[Location identification entries]
* start *

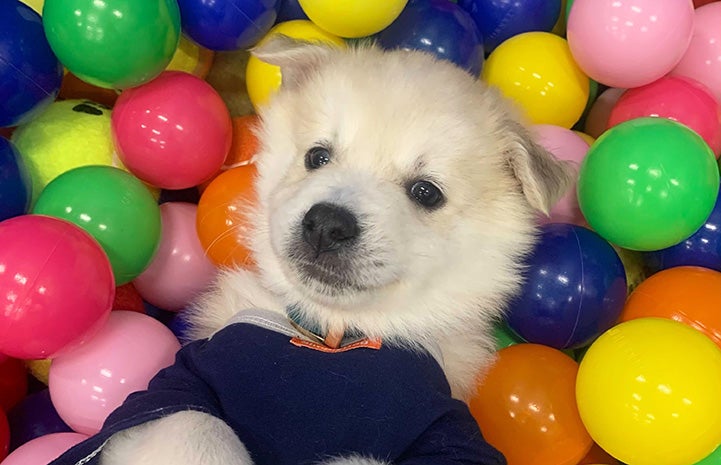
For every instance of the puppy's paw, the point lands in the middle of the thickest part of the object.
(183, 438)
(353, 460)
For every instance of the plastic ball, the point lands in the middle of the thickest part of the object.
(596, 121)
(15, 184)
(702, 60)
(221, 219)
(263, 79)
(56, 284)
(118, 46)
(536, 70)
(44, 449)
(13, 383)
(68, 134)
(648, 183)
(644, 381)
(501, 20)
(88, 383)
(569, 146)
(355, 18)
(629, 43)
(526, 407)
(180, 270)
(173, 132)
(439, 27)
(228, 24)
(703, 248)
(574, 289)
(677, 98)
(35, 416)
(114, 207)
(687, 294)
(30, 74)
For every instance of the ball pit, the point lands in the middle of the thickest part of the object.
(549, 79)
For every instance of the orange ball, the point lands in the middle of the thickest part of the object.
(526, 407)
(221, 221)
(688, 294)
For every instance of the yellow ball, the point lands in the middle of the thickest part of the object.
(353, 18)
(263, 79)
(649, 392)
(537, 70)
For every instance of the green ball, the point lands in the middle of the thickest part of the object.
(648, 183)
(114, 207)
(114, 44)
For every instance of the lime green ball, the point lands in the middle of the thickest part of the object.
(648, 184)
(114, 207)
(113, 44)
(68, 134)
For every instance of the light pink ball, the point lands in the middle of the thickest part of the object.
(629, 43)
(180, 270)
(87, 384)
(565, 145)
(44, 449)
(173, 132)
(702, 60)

* end *
* start *

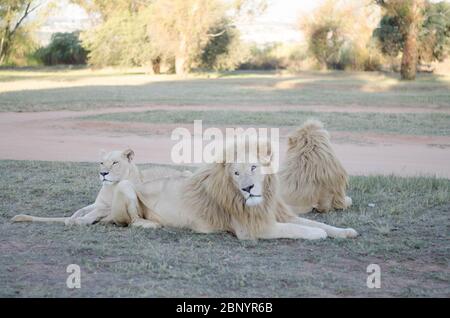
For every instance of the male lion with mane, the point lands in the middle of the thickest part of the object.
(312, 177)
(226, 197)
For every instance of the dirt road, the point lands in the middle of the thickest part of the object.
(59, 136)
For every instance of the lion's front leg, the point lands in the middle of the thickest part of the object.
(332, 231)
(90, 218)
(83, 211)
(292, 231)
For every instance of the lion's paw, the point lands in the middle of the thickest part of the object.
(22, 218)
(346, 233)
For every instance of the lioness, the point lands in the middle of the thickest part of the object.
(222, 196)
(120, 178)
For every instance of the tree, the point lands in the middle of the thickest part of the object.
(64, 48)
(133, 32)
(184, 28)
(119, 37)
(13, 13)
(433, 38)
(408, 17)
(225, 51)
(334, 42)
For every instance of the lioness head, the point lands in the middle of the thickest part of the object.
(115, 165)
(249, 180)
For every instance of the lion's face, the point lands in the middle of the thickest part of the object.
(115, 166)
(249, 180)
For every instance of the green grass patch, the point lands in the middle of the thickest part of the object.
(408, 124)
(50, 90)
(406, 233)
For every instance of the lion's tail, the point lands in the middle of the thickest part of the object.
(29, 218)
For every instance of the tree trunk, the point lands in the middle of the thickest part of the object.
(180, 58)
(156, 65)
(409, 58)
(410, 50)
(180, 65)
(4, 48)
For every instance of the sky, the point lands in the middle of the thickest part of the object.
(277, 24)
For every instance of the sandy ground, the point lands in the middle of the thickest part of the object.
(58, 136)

* end *

Tally the lines of the material above that contain the string "green". How many are there? Reply with the number alone.

3